▸ **Input**
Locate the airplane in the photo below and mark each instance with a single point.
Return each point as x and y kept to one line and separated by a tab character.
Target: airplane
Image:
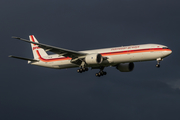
122	58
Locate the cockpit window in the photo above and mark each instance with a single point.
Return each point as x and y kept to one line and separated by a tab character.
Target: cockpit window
165	48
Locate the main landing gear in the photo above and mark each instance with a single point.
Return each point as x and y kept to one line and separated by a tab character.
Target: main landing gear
100	73
82	70
158	62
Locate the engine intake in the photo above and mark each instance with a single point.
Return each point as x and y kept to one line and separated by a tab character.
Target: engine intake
125	67
94	59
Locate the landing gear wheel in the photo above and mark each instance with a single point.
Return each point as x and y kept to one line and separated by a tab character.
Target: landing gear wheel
158	66
97	75
101	73
86	69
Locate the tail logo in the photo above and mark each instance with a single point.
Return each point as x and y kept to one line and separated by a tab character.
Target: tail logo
34	48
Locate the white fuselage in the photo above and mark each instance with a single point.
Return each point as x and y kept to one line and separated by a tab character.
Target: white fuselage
115	55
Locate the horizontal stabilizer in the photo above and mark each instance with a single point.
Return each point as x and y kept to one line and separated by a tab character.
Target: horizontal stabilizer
24	58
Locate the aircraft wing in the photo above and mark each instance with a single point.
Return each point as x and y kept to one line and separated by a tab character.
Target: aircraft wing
57	50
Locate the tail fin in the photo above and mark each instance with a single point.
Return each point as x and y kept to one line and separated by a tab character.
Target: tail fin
37	50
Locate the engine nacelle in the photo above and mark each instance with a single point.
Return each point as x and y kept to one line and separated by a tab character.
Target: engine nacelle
92	59
125	67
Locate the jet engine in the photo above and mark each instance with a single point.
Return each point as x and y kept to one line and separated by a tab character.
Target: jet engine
125	67
94	59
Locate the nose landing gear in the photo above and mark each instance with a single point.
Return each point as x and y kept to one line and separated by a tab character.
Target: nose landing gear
158	62
100	73
82	70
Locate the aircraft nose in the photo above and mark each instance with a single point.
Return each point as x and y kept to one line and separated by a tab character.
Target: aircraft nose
170	52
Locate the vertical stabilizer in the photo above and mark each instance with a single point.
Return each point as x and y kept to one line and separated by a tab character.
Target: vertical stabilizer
37	51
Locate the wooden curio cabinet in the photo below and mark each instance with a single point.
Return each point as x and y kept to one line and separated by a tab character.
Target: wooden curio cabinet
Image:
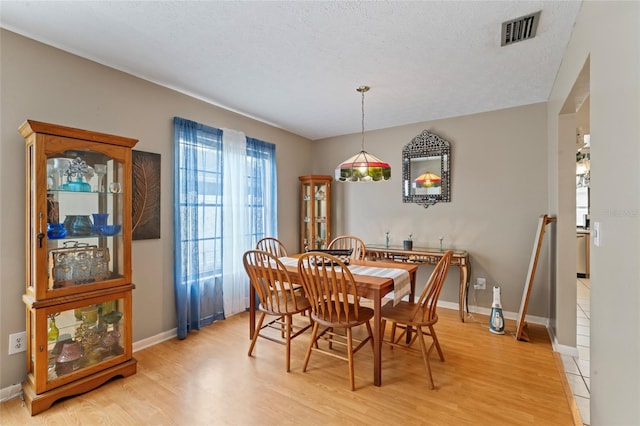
315	212
78	270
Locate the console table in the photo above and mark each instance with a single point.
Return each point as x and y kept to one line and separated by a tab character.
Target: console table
426	256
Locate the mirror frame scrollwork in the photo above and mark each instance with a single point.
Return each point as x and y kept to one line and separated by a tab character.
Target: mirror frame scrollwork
426	147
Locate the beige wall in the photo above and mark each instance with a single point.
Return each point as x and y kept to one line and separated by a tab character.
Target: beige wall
499	184
607	35
46	84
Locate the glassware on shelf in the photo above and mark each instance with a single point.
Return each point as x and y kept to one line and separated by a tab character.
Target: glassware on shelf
82	267
53	333
59	166
62	270
75	174
101	172
78	225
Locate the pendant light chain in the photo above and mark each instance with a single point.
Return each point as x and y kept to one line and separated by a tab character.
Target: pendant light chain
362	90
363	167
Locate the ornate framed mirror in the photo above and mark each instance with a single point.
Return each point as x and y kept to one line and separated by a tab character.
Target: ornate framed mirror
426	170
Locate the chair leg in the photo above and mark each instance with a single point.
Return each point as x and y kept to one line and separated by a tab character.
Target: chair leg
314	333
256	332
371	333
436	342
288	341
352	377
393	332
425	356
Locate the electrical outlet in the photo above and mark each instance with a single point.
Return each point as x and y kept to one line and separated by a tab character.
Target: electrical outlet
17	342
481	284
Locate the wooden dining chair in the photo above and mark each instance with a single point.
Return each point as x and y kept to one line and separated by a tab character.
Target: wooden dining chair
270	279
349	242
276	248
333	296
420	317
273	246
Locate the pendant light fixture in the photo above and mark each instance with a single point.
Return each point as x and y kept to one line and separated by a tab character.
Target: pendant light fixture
363	167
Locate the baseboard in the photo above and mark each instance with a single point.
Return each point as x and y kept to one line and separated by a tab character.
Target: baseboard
532	319
10	392
15	391
562	349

▸ **The task**
Pictures in the records above should not be copied. Repeat everything else exactly.

▸ **Written response**
Locate the airplane in the photo below and mark each instance with a single point.
Return each point as x and y kept to one line and separated by a tab character.
Target: airplane
Image:
122	58
Locate the cockpit window in the photo above and mark each instance with a single point.
Return each point as x and y kept to one line and separated by a tab character.
Target: cockpit window
165	48
Locate the main landing gear in the photo above and mark each instance with a single point.
Return each point as x and y kept to one line and separated by a tab character.
Target: main landing gear
100	73
82	70
158	62
Locate the engine intake in the photo above and mark each instance with a single point.
Return each point as x and y kept to one line and separated by a tab character.
Target: engine intake
125	67
94	59
Locate the landing gear wheel in the photo above and mark each instance with a single point.
Return each point as x and y kept to one line and separated by a tab character.
Target: landing gear wheel
158	66
97	75
101	73
86	69
Locate the tail logo in the photo above and mark each instance with a single point.
Return each point as x and y kept to one line and separated by a tab character.
Target: tail logo
34	48
Locate the white fuselage in the photo above and mark each instance with a single point.
Return each point as x and y kept to one line and separated by a tab character.
Target: white fuselage
115	55
Locate the horizontal stabilizer in the photo above and mark each instance with a single point.
Return each point as x and y kept to one line and separated by a tab character.
Target: horizontal stabilizer
24	58
Locate the aircraft wing in the photo above and mark each instance with a single point.
Return each point as x and y kept to one line and separated by a tab character.
Target: aircraft wing
57	50
Locate the tail fin in the photo above and mark each instance with a single point.
Return each point as x and y kept to one line and separated by a tab character.
Target: tail fin
37	50
Locate the engine nacelle in the photo above and mark each instance with a single point.
Return each point as x and y kept to one line and separated by a tab character.
Target: engine nacelle
92	59
125	67
Locate the jet engine in the photo above and mark each instance with a single point.
Return each point as x and y kept to one line and separated by a tab character.
Target: jet engine
125	67
94	59
Locate the nose landing gear in the photo above and mark each instance with a single point.
Return each point as x and y kept to one line and separated by a tab character.
Target: nose landing gear
158	62
100	73
82	70
Locate the aircraft nose in the photo above and mark each instance with a single point.
Return each point as x and y kept to one line and separated by a tab character.
Target: aircraft nose
170	52
Locate the vertical stabilizer in the photo above and mark each instance with a single point.
Return each point as x and y kept to one line and separated by a tab character.
Target: vertical stabilizer
37	51
Locate the wooden curio cabinet in the photo below and mark each instance with a single point.
Return each point as x and y kept to one line and separated by a tab character.
Target: wooden curio cabinet
Image:
315	212
78	270
Locate the console table in the photo above and mark each instance with a single point.
Return each point as x and y kept to one line and separated by a tab character.
Target: console table
426	256
Locate the mirror frame scrollwork in the photo above and mark each instance with a single point.
Return each point as x and y kept to one line and separated by a tab character.
Target: mirror frame scrollwork
426	147
Locate the beige wall in the photo above and mark each instance with a single point.
Return each point as x and y kept to one line and separated by a tab character.
Target: beige wall
499	184
607	35
46	84
Locate the glassware on shelf in the photo above and mark each instance with a single point.
Return each point as x and y kept to one line and separated by a tab character.
Target: glassware on shelf
82	267
53	333
59	166
62	270
75	174
101	172
78	225
Locate the pendant light chain in the photo above and mark each instance with a single point.
Return each point as x and y kept to one line and separated by a tab character.
Target: pendant light chain
362	90
363	167
Locate the ornate framed mirror in the photo above and mark each instance with a single point.
Return each point as x and y kept to one line and separated by a tab character.
Target: ornate framed mirror
426	170
Locate the chair leg in the photo above and mark each instance with a single point.
Return each point as x and y kept to one line and separated by a tab character.
Target: chair leg
314	333
256	332
371	333
436	342
288	341
352	377
393	332
425	356
Locate the electrical outlet in the photo above and mark each instance with a single point.
Return each point as x and y kept to one line and separated by a tab character.
Target: electrical outlet
17	342
481	284
Locate the wooden dining chair in the photo above and mark each instance with a single point.
Return each point as x and y kept to one line and separated by a tab character.
Target: wooden dining chair
270	279
349	242
276	248
333	296
420	317
273	246
Locate the pendant light fixture in the photo above and mark each instance with a single point.
Return each point as x and y kept to one line and separated by a tab character.
Target: pendant light fixture
363	167
Locate the baseboard in the photo above and mark each instance with a single point.
Return each point as x and y kept to one line and separated by a tab character.
Target: baseboard
532	319
10	392
15	391
562	349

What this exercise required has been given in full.